Provided information.

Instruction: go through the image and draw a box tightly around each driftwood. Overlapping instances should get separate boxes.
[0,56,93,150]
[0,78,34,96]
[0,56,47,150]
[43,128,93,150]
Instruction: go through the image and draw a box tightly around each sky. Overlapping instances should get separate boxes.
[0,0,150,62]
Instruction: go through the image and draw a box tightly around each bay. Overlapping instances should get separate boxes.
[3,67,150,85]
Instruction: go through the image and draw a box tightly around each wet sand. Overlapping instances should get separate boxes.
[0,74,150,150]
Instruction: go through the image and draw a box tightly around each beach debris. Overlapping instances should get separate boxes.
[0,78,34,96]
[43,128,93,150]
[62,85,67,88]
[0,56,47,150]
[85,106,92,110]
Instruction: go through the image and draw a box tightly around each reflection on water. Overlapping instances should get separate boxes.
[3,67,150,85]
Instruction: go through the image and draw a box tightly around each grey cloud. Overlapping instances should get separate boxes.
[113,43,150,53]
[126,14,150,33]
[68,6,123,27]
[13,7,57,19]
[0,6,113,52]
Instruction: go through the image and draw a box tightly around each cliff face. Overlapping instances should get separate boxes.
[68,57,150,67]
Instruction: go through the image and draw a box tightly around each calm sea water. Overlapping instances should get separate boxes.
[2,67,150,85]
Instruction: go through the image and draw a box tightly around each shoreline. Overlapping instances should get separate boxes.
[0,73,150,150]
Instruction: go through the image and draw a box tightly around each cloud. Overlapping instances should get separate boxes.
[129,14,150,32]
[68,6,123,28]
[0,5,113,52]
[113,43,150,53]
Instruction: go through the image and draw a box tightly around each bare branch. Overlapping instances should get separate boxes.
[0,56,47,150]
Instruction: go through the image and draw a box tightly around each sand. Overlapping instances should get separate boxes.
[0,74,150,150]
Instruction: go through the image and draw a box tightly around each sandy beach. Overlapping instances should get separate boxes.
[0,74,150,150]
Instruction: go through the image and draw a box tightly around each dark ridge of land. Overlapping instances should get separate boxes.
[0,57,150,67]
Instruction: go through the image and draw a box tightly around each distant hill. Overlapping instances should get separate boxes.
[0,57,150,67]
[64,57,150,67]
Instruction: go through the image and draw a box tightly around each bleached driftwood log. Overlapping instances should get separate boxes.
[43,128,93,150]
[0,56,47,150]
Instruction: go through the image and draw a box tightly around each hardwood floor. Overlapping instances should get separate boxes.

Exercise details. Copy the data from the line containing "hill. Overlapping instances should get separate boxes." through the end of the data, inclusive, swapping "tightly" for "closely" and changing nothing else.

Solution to this problem.
Instruction: go through the image and draw a box closely around each distant hill. Overlapping instances should get separate boxes.
[0,57,150,67]
[64,57,150,67]
Instruction: go through the image and draw a box closely around each bleached driftwood log. Overlapping instances should get separate boxes.
[43,128,93,150]
[0,56,47,150]
Instruction: go through the image and draw a box closely around each hardwood floor. Overlapping instances should get separate boxes.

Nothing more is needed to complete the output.